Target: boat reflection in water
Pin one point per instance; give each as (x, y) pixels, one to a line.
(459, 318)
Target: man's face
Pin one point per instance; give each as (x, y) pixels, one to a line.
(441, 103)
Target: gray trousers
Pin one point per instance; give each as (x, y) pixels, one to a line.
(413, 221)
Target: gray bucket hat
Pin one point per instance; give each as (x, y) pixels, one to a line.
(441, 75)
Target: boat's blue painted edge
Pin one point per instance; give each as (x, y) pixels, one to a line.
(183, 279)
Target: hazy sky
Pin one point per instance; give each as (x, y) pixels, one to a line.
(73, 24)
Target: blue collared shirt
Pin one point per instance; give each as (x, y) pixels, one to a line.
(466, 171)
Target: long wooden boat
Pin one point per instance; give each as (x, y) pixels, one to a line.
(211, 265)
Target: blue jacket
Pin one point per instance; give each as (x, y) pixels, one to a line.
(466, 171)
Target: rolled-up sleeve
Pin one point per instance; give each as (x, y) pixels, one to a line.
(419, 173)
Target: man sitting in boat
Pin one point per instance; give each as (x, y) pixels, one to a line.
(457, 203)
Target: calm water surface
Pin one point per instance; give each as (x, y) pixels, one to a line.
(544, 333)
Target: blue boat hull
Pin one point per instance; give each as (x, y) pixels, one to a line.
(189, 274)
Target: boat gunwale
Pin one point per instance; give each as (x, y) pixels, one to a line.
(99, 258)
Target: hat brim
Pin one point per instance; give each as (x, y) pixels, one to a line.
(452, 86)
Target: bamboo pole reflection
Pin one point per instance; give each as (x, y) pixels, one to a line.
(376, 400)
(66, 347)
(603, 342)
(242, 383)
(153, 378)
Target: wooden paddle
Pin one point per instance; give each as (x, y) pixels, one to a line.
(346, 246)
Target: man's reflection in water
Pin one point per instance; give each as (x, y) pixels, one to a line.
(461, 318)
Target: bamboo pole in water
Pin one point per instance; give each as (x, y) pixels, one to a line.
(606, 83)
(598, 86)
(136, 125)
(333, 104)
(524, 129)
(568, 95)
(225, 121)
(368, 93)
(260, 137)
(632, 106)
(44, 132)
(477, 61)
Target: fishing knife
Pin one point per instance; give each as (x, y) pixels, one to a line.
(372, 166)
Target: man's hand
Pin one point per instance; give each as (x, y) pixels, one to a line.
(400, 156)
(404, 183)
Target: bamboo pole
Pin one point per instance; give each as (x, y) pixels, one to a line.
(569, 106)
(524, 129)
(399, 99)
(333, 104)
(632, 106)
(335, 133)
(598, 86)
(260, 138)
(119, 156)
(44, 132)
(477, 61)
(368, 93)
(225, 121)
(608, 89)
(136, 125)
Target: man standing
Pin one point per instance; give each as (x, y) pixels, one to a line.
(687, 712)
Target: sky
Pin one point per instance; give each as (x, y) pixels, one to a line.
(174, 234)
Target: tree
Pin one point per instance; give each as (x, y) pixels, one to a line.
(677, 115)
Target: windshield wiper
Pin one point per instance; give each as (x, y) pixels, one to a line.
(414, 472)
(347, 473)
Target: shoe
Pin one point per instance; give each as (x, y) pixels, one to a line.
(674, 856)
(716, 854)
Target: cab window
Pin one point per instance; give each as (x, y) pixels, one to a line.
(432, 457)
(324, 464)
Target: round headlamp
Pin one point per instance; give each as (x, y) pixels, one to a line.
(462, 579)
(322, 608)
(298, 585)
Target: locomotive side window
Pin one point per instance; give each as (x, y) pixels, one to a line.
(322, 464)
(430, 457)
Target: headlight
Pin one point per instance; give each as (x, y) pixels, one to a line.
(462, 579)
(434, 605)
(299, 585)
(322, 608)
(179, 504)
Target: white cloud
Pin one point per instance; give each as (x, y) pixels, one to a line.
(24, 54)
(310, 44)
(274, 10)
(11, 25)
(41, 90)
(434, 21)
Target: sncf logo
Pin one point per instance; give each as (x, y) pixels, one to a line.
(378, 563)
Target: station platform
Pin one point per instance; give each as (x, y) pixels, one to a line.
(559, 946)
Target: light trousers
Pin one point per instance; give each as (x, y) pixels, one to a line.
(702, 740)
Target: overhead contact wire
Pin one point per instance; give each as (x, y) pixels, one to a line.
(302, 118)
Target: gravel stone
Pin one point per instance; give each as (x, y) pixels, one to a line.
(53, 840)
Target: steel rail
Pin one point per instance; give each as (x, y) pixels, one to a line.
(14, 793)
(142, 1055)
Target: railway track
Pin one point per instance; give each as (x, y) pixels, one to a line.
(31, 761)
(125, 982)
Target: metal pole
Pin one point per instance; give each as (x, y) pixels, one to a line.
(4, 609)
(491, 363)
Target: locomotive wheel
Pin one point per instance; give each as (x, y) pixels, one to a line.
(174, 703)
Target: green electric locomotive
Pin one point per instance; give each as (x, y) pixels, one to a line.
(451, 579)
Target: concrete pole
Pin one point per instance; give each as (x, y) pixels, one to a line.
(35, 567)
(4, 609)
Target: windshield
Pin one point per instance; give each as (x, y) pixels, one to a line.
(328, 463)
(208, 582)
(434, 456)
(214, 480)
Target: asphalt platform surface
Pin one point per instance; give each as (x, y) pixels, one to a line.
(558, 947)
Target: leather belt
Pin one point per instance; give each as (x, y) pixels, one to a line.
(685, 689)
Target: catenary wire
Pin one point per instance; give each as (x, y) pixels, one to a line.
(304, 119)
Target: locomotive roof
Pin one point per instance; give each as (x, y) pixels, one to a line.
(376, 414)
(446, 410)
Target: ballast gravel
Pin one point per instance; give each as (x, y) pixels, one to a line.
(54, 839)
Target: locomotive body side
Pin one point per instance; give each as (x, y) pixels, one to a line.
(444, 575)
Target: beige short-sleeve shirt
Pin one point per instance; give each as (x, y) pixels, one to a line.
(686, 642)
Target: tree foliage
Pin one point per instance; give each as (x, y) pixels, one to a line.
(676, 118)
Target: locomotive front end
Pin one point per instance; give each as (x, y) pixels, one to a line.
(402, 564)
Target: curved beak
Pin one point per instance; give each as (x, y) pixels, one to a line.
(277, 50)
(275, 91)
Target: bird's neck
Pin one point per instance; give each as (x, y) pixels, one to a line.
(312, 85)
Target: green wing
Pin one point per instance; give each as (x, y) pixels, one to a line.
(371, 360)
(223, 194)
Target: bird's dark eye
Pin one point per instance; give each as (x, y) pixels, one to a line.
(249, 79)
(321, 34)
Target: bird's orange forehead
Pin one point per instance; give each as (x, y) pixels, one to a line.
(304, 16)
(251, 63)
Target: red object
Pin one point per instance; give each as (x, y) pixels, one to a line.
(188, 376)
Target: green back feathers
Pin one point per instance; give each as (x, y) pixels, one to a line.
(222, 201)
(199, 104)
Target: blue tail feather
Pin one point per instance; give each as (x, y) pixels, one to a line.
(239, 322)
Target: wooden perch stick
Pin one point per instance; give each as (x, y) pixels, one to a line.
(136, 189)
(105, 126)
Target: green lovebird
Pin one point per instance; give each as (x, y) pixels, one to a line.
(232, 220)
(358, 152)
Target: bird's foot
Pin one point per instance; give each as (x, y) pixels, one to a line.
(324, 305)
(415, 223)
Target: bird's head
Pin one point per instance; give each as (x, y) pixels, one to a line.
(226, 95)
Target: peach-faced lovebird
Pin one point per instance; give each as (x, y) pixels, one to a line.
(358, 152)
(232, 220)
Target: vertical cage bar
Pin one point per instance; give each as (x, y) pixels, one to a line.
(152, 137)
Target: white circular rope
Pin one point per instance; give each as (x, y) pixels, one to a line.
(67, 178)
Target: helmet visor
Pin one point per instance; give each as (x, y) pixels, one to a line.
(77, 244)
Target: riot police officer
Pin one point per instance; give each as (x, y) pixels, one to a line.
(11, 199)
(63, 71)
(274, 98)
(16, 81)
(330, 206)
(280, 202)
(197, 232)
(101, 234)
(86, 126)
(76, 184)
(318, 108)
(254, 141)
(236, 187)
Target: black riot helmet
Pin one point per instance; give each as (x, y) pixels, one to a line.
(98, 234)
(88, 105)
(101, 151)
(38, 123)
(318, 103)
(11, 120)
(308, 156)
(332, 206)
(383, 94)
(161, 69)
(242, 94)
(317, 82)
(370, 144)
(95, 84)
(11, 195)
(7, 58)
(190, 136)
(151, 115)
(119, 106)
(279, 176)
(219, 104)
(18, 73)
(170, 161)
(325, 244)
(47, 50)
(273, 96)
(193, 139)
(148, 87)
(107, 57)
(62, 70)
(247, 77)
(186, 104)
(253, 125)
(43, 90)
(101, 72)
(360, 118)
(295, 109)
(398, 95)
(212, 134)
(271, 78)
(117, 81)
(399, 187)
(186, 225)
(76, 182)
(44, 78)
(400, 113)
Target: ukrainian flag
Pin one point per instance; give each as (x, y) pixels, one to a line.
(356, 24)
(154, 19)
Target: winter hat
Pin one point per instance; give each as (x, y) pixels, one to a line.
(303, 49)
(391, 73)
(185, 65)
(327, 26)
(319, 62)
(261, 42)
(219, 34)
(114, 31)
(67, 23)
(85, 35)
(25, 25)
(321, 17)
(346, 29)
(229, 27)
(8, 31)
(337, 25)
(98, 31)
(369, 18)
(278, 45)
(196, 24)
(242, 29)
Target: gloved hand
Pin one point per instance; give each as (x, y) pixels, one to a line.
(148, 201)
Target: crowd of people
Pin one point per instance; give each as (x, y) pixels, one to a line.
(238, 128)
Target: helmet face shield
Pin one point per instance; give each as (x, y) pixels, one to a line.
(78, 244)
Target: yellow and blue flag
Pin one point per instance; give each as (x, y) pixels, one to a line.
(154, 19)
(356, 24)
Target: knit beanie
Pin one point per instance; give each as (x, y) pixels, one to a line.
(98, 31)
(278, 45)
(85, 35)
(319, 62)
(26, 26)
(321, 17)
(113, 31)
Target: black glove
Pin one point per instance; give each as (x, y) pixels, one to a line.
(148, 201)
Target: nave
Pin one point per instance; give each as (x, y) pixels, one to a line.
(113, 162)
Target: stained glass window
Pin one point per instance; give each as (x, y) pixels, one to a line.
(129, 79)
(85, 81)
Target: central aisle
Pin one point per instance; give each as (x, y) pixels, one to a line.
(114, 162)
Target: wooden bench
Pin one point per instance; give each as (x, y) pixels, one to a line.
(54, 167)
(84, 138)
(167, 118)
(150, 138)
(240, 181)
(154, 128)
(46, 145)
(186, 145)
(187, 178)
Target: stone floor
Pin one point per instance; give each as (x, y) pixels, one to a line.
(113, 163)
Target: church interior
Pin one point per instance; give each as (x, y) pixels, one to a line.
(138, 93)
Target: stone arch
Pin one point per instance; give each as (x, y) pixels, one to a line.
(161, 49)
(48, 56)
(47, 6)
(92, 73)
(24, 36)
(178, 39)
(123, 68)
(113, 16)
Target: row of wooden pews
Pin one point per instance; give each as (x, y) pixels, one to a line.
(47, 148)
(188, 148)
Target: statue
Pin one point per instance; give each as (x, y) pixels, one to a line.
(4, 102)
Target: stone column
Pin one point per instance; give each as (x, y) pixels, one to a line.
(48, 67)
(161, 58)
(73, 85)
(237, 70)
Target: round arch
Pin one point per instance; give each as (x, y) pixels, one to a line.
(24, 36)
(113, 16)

○ ○ ○ ○ ○

§ **Assigned task**
Report only the number of lines in the listing that contain the word "surface".

§ **Result of this task**
2